=== Given data ===
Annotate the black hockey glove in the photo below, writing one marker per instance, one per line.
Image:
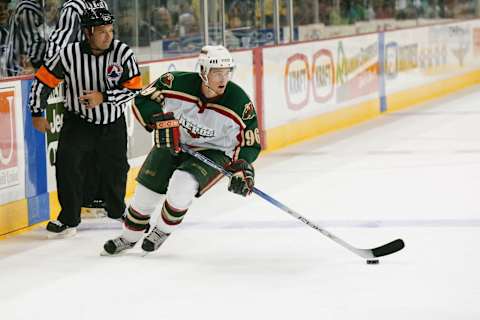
(166, 132)
(242, 179)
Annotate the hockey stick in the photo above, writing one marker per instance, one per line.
(386, 249)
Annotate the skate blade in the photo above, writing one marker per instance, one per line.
(106, 254)
(145, 253)
(70, 232)
(93, 213)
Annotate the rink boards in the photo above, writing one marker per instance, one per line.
(300, 90)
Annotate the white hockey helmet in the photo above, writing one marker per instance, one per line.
(214, 57)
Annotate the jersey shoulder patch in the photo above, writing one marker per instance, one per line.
(167, 80)
(248, 111)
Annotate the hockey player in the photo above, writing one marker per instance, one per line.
(212, 115)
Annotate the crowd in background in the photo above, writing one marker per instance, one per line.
(166, 28)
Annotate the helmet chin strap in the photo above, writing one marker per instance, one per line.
(205, 82)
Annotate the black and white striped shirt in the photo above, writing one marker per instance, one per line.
(115, 73)
(25, 36)
(68, 27)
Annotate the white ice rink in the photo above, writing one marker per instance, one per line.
(413, 175)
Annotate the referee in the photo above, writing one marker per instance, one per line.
(101, 76)
(67, 30)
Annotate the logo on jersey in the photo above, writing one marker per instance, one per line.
(196, 131)
(167, 80)
(248, 111)
(114, 71)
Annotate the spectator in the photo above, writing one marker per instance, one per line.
(162, 23)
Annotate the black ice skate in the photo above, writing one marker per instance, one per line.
(117, 245)
(154, 240)
(60, 230)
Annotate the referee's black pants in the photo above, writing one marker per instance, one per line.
(78, 139)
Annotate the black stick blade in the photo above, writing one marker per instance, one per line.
(389, 248)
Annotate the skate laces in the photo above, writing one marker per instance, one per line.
(122, 243)
(157, 236)
(57, 223)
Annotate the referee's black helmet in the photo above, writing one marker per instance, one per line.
(96, 17)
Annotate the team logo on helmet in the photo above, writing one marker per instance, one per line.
(114, 71)
(248, 111)
(167, 79)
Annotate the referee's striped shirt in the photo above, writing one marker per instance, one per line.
(115, 73)
(24, 36)
(68, 27)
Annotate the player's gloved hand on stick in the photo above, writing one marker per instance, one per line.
(243, 177)
(167, 132)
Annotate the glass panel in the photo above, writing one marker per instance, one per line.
===
*Work request*. Copy out every line from the one containing "Annotate the skate laces" to the end of the material, both ends included.

*Answer area*.
Annotate the skate laces in the photo above, writing one marker per instance, one per line.
(122, 243)
(157, 236)
(57, 223)
Annotate the referee's black helmet in the photo above, writing one marker per instance, one per line.
(96, 17)
Annotate the team logo on helmet in the photo above, writing one marker per instance, one per line.
(114, 71)
(248, 111)
(167, 79)
Annotate the referee's striped shirt in the photo above, writing one marker per instance, one per line.
(115, 73)
(24, 36)
(68, 27)
Annotate the player's gloved hand on stick in the photo above, writing one marker per instance, one per line.
(243, 177)
(167, 132)
Annotate the glass panel in the photo above, writing one marker per instance, one per line.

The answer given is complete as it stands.